Records from a dataset

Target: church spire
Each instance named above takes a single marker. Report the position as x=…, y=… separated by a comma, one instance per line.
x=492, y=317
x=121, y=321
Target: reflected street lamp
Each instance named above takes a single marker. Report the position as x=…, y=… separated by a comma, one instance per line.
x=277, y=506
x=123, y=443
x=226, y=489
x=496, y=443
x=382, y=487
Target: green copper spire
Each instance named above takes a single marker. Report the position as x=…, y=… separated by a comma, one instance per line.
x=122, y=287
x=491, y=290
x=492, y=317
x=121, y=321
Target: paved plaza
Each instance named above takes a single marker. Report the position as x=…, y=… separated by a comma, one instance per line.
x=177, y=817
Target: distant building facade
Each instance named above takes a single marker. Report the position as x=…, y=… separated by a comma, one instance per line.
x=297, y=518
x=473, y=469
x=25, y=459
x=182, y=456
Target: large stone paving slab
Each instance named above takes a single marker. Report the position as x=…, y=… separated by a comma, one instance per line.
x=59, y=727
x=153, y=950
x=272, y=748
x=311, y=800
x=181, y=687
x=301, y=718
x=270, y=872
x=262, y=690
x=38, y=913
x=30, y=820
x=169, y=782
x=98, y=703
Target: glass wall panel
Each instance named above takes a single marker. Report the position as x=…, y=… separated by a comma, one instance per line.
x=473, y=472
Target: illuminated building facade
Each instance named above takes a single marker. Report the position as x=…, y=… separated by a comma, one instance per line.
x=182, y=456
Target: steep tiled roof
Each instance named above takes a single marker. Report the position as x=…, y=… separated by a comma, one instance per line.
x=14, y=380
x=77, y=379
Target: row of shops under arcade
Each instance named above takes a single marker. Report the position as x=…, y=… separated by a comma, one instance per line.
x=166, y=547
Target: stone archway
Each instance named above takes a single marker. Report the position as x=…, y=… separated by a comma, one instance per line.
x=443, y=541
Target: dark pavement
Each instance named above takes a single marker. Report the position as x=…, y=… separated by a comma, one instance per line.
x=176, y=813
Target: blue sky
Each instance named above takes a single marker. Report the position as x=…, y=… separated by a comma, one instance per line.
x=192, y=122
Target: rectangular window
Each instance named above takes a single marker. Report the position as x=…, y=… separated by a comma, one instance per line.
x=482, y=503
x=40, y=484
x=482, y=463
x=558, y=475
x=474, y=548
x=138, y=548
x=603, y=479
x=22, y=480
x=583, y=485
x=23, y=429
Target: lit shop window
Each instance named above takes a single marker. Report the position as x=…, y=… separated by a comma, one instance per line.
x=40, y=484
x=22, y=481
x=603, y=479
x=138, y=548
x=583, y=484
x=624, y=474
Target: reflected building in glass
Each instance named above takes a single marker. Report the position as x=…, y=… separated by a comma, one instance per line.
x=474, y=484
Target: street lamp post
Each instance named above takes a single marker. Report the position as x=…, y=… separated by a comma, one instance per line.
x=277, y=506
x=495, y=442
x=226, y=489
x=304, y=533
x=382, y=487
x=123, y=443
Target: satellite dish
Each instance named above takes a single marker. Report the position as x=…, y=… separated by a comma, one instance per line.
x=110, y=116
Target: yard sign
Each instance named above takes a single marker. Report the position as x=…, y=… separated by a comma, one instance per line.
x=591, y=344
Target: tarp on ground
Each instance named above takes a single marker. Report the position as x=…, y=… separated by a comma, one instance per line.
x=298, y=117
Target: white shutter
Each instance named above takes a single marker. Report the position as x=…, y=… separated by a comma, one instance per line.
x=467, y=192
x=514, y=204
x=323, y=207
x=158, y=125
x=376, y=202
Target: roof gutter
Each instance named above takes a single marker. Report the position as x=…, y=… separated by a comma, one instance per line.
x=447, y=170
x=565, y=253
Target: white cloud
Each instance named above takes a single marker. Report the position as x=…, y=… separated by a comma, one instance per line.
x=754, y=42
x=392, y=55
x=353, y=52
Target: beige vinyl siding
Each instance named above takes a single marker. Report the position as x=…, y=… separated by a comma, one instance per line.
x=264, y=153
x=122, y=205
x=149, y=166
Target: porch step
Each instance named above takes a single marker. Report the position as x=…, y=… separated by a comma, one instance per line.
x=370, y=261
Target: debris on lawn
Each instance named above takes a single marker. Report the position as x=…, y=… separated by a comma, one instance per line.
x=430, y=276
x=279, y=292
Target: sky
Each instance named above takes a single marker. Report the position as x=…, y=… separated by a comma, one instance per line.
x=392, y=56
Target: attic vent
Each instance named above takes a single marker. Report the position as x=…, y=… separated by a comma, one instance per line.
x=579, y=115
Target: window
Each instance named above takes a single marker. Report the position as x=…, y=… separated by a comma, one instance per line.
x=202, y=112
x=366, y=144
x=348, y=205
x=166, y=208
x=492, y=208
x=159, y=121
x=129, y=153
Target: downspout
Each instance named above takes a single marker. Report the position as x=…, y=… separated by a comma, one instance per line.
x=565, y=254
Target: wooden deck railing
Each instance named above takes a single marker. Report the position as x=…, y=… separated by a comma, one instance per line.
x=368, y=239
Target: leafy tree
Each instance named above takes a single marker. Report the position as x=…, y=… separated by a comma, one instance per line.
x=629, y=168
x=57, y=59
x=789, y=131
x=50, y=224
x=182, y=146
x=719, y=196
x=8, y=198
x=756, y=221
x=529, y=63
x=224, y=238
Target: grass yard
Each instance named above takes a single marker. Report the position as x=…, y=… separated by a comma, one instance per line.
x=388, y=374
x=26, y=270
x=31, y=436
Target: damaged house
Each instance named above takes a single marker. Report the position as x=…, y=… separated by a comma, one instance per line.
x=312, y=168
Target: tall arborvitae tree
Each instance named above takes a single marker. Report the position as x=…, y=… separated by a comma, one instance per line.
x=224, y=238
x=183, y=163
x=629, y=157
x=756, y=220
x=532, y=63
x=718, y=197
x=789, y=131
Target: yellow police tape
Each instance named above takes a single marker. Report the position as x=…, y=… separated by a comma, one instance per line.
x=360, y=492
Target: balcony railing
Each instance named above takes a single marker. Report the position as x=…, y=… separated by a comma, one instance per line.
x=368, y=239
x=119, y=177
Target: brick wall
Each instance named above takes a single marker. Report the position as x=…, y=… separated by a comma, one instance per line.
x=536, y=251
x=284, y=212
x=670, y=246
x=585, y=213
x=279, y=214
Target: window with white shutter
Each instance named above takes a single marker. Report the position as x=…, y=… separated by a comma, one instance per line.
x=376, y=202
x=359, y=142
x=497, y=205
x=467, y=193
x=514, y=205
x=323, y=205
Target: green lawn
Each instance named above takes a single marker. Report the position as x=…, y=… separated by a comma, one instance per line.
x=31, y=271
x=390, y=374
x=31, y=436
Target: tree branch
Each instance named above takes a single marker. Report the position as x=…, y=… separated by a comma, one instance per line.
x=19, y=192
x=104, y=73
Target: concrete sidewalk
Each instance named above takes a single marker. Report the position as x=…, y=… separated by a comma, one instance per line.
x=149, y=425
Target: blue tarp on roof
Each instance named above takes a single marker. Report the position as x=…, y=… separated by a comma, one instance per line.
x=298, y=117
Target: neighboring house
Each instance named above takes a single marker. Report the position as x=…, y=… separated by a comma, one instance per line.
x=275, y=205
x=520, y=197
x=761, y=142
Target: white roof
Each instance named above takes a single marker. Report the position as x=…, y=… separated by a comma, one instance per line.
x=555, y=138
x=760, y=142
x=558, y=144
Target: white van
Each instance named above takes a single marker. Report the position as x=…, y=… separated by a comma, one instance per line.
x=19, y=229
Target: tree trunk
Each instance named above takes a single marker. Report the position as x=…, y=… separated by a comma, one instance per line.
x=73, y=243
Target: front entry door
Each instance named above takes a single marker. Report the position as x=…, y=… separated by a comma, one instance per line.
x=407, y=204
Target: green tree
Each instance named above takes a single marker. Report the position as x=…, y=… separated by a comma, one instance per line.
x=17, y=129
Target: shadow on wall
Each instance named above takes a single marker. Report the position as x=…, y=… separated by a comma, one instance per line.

### Exercise brief:
All that belongs in your answer is the stretch of entries above from the line with "Target: dark pavement" through the line with "Target: rectangular window", printed exactly.

### Answer for the task:
Target: dark pavement
Each instance named above takes a single marker. Report the position as x=…, y=… separated by a comma, one instance per line.
x=176, y=813
Target: blue sky
Each instance named above takes a single marker. Report the position as x=…, y=… separated by a comma, one instance per line.
x=192, y=122
Target: rectangular window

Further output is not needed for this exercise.